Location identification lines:
★ ★ ★

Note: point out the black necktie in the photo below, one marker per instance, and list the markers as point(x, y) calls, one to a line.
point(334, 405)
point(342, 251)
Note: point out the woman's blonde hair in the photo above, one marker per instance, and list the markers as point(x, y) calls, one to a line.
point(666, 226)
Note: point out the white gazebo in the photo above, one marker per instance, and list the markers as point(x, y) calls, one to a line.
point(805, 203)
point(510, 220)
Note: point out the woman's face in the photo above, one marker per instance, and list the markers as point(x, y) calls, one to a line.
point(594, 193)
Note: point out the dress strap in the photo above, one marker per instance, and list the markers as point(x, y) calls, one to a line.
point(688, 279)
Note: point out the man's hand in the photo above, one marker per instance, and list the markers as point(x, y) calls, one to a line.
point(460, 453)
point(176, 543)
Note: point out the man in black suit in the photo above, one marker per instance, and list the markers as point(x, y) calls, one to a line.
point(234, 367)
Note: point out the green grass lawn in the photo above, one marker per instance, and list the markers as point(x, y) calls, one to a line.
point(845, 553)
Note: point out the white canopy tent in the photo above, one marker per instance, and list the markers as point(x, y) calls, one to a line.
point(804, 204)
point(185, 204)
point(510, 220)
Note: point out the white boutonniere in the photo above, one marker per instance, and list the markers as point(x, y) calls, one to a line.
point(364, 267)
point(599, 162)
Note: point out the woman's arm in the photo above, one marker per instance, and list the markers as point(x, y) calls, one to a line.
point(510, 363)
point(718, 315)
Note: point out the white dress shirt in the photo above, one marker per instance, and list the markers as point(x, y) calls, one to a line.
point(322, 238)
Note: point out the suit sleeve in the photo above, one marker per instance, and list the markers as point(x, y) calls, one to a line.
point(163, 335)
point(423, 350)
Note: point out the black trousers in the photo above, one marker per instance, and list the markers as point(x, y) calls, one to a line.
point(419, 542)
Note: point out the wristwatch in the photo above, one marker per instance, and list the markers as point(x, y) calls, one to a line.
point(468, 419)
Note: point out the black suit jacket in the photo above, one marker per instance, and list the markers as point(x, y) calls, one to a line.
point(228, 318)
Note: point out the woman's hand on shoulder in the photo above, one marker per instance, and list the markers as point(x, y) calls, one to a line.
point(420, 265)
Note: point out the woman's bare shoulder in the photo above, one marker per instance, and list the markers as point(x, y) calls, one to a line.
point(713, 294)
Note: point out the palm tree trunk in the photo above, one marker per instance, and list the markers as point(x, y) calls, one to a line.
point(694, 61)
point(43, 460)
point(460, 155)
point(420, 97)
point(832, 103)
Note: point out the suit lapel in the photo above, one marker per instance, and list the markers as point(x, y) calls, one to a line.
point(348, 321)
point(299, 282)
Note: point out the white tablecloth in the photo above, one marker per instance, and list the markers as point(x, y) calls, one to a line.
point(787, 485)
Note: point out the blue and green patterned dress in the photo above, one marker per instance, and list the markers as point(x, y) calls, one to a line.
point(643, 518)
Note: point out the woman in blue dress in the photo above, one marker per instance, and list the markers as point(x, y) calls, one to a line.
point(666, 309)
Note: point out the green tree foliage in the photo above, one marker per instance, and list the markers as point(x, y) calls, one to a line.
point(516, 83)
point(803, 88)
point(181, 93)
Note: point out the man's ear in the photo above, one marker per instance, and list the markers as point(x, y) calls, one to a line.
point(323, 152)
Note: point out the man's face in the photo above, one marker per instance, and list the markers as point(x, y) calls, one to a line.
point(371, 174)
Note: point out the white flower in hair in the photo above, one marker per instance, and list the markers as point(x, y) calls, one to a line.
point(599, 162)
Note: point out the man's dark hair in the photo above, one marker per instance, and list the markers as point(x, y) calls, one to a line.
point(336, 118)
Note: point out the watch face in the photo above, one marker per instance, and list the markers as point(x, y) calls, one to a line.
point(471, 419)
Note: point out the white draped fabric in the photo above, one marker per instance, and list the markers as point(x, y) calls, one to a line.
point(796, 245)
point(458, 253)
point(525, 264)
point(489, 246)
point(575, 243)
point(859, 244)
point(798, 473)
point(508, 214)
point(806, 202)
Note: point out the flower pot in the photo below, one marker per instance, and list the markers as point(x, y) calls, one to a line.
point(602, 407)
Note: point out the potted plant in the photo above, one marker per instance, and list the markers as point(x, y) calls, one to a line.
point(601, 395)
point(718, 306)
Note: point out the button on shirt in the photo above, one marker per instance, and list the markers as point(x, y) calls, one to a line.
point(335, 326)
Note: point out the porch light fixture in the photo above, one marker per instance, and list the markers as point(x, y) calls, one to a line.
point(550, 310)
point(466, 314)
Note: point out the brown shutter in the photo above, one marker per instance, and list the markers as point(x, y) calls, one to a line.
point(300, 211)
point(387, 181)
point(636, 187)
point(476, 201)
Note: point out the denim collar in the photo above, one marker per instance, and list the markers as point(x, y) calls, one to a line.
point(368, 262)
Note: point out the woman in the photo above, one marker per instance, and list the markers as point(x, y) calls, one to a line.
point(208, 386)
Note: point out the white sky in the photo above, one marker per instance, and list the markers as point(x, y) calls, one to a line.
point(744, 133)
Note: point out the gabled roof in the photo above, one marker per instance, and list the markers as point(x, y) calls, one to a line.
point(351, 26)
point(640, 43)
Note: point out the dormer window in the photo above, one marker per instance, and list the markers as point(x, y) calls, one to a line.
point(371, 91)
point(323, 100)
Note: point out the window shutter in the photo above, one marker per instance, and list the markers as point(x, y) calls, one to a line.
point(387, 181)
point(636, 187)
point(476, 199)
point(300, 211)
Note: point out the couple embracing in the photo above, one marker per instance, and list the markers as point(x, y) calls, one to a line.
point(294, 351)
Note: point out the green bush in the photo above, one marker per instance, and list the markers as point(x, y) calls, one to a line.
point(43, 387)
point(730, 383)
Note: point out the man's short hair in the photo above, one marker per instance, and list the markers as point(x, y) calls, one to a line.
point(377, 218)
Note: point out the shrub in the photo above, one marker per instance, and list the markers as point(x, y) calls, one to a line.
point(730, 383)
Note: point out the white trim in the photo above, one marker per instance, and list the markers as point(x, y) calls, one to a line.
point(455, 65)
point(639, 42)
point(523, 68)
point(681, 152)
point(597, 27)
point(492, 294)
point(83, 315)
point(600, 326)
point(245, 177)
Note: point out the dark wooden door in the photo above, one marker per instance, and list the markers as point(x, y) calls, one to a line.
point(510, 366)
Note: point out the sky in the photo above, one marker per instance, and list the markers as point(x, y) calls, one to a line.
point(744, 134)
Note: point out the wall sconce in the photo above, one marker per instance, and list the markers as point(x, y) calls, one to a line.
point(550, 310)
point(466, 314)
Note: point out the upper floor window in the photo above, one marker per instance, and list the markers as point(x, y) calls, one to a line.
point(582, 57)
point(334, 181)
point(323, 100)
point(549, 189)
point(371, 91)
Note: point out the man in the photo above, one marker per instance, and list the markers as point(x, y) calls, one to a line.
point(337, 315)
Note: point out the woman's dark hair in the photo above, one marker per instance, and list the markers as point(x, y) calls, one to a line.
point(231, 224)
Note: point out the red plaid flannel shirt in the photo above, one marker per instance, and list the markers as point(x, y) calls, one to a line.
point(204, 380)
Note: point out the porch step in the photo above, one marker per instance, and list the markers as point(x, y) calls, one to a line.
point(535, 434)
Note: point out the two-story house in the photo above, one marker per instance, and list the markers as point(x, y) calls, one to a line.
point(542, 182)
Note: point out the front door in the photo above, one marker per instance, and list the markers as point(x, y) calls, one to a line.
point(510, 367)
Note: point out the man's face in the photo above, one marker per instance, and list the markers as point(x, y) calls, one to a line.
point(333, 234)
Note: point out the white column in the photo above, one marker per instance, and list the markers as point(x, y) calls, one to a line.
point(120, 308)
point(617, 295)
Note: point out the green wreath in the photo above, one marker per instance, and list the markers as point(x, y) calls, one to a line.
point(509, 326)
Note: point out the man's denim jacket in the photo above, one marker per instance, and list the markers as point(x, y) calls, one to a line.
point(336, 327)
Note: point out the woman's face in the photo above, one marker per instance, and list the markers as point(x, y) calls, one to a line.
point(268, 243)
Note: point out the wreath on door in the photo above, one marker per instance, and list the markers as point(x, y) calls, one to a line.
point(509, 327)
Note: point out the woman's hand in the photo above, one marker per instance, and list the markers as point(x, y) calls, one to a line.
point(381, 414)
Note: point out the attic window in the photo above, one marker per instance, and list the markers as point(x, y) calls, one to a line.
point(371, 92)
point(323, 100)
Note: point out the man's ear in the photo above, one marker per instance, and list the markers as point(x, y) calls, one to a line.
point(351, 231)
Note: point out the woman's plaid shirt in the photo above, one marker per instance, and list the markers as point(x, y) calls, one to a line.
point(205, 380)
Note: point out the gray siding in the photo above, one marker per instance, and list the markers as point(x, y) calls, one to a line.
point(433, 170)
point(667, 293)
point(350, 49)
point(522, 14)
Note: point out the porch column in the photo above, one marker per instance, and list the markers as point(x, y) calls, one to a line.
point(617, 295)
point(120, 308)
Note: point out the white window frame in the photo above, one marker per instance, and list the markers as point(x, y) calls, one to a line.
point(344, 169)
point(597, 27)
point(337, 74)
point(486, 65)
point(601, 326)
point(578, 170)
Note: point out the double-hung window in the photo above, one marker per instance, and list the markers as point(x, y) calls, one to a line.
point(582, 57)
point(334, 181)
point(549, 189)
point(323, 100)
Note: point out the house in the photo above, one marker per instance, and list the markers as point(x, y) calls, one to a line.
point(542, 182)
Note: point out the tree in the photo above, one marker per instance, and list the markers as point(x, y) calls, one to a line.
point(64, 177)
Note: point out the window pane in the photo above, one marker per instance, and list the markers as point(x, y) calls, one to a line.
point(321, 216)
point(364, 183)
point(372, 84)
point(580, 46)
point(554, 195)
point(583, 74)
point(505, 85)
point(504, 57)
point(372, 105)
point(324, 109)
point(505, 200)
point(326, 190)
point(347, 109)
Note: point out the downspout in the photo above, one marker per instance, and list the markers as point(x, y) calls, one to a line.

★ ★ ★

Stated goal:
Can you rewrite every line from the start of these lines through the one containing "point(176, 543)", inclusive, keeping the requests and multiplying each coordinate in the answers by 1.95, rounded to a whole number with halves rounded up?

Correct answer:
Note: point out the black necktie in the photo below, one marker per instance, and list the markers as point(x, y) calls, one to a line.
point(651, 790)
point(667, 489)
Note: point out the woman's blonde hair in the photo above, one marker per instance, and list the markers as point(x, y) calls, one to a line.
point(1299, 441)
Note: point out the white gazebo in the photo above, one marker per instance, and list the markers as point(x, y) calls, one to a line.
point(1570, 396)
point(995, 429)
Note: point out the woman's face in the photo above, one marker per instance, and list the markers as point(x, y) calls, one to a line.
point(1158, 376)
Note: point out the dress strap in the photo above, one marker per instance, and list the markers as point(x, y) calls, one to a line.
point(1342, 544)
Note: point out the man's hand in the photo above, one marker per instance, and list the markers as point(x, y) calls, one to a line.
point(897, 883)
point(343, 1059)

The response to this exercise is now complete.